--- INSTRUCTIONS FOR THE TASK ---
Your output should be the line with "Find the bull's front" plus all following lines to the end of the records, exactly as written and nothing more.

◇ ◇ ◇ ◇ ◇

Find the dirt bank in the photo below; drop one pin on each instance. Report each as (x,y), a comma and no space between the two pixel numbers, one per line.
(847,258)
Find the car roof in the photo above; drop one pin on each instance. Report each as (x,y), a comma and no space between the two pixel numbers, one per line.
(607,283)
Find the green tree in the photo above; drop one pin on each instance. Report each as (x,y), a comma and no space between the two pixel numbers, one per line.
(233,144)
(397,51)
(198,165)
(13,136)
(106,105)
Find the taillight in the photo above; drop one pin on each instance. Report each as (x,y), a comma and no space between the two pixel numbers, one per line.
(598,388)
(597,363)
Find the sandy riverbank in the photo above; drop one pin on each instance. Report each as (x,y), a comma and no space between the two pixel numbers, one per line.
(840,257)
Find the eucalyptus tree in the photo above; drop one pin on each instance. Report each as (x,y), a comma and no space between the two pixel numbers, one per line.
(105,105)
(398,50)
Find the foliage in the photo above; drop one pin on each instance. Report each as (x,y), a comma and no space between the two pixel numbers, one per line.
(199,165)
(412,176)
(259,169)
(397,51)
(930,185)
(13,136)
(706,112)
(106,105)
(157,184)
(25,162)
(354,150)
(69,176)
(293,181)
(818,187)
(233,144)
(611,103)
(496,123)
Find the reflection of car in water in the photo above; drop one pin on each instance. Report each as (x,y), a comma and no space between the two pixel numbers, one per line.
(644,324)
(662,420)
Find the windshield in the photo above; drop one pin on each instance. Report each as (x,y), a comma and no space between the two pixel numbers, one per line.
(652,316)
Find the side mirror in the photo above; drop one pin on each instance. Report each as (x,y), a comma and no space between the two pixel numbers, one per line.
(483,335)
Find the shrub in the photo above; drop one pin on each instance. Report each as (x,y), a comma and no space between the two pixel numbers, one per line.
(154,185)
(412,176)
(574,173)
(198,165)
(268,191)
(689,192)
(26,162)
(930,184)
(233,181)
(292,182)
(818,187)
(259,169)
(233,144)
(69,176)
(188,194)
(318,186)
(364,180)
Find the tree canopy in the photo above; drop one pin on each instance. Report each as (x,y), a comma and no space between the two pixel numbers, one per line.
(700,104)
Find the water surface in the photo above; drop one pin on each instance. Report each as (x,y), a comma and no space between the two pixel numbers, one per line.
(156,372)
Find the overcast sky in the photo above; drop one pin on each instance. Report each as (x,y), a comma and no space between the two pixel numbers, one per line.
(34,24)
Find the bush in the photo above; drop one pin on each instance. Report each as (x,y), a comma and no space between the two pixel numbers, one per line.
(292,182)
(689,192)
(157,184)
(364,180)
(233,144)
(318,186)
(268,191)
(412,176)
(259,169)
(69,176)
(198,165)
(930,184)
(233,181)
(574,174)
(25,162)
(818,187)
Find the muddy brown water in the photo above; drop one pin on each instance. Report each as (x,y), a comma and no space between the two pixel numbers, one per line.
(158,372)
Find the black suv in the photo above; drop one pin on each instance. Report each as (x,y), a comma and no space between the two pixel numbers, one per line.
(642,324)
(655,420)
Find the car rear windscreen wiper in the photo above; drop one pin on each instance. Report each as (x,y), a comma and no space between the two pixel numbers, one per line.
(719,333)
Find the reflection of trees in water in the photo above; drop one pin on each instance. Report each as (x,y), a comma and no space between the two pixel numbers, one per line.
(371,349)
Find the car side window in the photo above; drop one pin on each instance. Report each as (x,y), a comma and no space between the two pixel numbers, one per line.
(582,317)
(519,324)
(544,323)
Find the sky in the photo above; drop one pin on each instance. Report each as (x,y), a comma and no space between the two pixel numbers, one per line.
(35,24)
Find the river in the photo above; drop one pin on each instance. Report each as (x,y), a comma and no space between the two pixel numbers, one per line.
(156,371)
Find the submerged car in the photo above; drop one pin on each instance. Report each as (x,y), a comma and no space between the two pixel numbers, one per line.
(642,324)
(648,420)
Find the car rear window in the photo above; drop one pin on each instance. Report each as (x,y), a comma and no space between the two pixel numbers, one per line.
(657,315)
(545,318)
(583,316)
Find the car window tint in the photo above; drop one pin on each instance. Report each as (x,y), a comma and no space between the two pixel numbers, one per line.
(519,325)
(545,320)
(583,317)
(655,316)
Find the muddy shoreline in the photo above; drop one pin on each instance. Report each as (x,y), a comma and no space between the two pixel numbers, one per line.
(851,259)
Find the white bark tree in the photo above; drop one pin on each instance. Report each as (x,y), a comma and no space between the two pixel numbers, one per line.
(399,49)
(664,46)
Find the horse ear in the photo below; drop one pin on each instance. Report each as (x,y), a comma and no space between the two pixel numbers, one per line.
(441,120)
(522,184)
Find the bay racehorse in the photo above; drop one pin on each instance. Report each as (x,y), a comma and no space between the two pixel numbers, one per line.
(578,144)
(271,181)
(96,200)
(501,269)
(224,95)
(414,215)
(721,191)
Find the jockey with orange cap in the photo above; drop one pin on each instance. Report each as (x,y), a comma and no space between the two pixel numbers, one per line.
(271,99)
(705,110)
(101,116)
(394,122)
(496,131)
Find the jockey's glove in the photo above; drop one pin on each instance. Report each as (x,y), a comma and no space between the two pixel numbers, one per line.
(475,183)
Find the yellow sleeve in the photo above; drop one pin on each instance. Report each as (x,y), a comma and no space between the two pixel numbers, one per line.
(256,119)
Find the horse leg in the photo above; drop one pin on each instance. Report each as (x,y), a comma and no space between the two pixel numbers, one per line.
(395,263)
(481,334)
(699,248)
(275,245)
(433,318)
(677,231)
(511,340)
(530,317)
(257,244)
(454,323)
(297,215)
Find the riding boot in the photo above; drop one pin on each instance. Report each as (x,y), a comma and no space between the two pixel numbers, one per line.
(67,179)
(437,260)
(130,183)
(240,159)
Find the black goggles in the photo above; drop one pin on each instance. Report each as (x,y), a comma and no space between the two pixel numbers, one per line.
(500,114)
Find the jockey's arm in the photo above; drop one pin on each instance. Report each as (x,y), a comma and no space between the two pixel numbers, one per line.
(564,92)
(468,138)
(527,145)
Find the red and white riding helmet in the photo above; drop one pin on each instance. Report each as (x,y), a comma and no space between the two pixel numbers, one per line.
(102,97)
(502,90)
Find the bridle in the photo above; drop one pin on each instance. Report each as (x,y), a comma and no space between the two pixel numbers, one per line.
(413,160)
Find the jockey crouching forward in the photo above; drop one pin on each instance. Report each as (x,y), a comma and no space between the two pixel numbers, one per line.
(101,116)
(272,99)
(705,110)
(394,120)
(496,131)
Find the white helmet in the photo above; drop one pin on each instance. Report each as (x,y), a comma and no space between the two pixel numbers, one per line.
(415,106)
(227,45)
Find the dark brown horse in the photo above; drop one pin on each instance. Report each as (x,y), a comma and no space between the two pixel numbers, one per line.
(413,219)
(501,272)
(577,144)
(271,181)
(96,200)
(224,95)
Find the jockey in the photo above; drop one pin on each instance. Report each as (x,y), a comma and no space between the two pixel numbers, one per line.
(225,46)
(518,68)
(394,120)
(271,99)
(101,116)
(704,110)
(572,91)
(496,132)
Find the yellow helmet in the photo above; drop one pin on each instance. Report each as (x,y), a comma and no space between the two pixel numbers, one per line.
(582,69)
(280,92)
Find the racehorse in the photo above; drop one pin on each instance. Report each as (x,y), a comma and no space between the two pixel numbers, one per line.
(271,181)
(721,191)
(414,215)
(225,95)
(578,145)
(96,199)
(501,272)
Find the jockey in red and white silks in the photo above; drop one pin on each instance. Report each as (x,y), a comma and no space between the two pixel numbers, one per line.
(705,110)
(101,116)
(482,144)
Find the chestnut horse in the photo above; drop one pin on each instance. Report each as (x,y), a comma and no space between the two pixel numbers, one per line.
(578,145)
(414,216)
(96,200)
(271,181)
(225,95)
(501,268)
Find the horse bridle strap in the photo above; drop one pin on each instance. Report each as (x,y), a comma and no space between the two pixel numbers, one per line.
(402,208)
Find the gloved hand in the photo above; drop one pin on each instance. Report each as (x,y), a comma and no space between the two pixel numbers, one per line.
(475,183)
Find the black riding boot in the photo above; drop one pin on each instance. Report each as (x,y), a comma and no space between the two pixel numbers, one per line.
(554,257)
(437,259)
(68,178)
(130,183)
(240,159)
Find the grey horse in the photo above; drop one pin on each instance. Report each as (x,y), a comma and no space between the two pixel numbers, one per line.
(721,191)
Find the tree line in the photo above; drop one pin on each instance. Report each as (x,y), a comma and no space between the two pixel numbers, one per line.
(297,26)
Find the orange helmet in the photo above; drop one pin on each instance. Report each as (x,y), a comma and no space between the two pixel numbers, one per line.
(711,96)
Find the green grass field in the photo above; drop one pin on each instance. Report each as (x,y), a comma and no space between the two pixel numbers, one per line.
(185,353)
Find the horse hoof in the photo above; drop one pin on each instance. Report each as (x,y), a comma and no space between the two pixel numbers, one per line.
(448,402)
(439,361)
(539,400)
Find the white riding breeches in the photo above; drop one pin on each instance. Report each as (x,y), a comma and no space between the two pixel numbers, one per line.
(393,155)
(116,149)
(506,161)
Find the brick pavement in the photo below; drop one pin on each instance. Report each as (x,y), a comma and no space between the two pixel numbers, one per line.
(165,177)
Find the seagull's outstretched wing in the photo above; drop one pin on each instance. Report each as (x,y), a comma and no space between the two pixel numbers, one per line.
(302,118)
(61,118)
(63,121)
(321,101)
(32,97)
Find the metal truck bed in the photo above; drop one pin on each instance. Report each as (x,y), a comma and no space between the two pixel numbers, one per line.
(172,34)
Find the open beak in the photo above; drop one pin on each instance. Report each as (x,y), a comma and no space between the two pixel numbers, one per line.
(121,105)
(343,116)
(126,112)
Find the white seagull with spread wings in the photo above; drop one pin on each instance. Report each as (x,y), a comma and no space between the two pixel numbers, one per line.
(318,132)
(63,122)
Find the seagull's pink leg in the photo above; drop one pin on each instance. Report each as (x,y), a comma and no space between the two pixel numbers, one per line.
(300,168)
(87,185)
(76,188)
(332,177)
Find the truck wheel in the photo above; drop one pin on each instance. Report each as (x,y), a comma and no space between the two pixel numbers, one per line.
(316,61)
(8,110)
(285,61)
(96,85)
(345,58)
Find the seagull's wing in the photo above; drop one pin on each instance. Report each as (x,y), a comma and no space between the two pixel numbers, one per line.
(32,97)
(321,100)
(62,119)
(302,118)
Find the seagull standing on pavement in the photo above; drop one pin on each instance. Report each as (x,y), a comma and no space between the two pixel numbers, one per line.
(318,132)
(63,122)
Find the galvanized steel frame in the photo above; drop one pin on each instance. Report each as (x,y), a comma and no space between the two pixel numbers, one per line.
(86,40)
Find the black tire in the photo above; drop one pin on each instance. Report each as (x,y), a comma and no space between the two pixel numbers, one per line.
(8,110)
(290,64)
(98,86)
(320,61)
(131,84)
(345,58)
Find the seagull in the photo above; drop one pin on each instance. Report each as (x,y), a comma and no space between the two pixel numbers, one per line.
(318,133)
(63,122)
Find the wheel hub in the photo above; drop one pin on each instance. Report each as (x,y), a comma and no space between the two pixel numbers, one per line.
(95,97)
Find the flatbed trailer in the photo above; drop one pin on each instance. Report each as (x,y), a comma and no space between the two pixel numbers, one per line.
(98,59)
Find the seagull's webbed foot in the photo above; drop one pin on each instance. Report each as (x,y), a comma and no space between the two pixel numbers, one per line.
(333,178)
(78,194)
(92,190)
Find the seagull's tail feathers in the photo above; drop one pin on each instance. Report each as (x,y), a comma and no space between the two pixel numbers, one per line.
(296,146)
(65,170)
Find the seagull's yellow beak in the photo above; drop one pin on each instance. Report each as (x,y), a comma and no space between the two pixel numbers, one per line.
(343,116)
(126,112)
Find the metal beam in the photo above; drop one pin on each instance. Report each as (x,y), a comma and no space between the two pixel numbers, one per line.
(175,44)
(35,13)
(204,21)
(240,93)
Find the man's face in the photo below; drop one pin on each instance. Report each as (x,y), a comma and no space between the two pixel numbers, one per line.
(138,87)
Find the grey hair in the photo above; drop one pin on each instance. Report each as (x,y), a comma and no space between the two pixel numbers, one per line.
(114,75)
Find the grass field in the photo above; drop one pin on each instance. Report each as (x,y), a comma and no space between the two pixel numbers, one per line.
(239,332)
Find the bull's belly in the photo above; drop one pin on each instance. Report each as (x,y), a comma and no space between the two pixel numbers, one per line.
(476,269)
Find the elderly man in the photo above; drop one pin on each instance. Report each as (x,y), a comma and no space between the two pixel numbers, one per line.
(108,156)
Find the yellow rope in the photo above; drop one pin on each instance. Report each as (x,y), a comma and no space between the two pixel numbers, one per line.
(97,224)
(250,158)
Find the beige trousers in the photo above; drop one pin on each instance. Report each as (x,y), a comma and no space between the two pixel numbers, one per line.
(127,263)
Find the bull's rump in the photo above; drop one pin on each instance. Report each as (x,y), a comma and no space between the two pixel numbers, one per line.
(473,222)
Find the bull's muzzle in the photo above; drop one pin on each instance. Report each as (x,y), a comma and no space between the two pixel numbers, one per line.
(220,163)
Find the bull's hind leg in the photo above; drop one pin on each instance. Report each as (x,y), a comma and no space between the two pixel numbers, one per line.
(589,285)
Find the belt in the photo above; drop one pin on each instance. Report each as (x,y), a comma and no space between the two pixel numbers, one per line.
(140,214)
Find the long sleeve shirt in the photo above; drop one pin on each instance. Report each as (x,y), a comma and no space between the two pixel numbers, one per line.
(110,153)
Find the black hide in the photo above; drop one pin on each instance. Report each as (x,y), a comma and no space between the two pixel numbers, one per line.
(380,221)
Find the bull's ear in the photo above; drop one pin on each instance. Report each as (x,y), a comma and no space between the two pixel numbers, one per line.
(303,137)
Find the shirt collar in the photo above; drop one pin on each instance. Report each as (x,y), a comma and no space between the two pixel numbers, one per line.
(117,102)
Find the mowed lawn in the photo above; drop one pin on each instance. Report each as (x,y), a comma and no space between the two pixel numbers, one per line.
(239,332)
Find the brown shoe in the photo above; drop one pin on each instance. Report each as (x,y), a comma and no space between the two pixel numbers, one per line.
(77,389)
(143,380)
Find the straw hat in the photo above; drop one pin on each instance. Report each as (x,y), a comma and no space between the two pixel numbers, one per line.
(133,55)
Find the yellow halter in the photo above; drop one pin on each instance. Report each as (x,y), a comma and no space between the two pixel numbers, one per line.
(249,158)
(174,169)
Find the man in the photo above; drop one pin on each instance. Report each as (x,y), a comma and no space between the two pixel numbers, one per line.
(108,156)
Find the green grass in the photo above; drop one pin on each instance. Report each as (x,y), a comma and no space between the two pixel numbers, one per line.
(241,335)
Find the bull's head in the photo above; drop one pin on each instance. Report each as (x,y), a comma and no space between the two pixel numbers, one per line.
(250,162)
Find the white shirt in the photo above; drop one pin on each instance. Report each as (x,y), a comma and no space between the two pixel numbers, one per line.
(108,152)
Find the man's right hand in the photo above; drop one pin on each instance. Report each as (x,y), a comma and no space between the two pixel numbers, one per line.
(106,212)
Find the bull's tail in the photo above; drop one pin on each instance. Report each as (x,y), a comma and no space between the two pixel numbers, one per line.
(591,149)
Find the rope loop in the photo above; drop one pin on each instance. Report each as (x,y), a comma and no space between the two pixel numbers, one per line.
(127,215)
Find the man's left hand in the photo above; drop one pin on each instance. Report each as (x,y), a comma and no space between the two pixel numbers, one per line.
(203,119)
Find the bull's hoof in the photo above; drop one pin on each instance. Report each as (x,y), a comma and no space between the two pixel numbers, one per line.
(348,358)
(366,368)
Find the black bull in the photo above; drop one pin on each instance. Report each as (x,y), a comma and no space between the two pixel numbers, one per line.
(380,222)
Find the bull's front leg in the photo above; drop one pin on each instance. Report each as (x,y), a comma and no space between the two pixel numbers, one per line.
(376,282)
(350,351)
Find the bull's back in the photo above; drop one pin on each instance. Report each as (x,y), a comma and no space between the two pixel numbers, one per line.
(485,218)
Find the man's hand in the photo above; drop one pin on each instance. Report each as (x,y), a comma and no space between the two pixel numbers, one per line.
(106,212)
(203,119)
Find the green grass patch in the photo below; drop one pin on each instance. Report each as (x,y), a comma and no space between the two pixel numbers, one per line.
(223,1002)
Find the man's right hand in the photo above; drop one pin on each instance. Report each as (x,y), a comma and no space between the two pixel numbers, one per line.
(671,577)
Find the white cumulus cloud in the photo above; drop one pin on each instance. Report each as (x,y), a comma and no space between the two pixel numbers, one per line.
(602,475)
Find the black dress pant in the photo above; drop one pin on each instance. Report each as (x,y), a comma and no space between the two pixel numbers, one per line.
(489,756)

◇ ◇ ◇ ◇ ◇

--- SOLVED PROBLEM ---
Find the bull's front leg in the photo above; drop one pin on each instance. Report each as (x,y), a comma and no space between the two pixel numbers, one per line.
(376,282)
(350,351)
Find the bull's back in the photo above; drop one pin on each instance. Report each as (x,y), a comma and no space between the two pixel numbers, one per line.
(485,218)
Find the man's hand in the photo above; drop one pin on each instance. Report each as (x,y), a comma and no space between the two pixel numbers, one per line.
(106,212)
(203,119)
Find the green grass patch in the photo below; drop one pin on each instance. Report each as (x,y), a comma and no space between the two pixel numbers, one per line.
(223,1002)
Find the man's right hand in the photo above; drop one pin on each instance. Report each as (x,y), a comma and no space between the two pixel numbers, one per line.
(671,577)
Find the white cumulus cloud in the photo above; drop one pin on each instance. Report each as (x,y), a comma and no space between the two pixel numbers, one per line.
(602,475)
Find the black dress pant in the photo above; drop one pin on each instance. Report each as (x,y), a comma and no space between the two pixel numbers, one per line.
(489,756)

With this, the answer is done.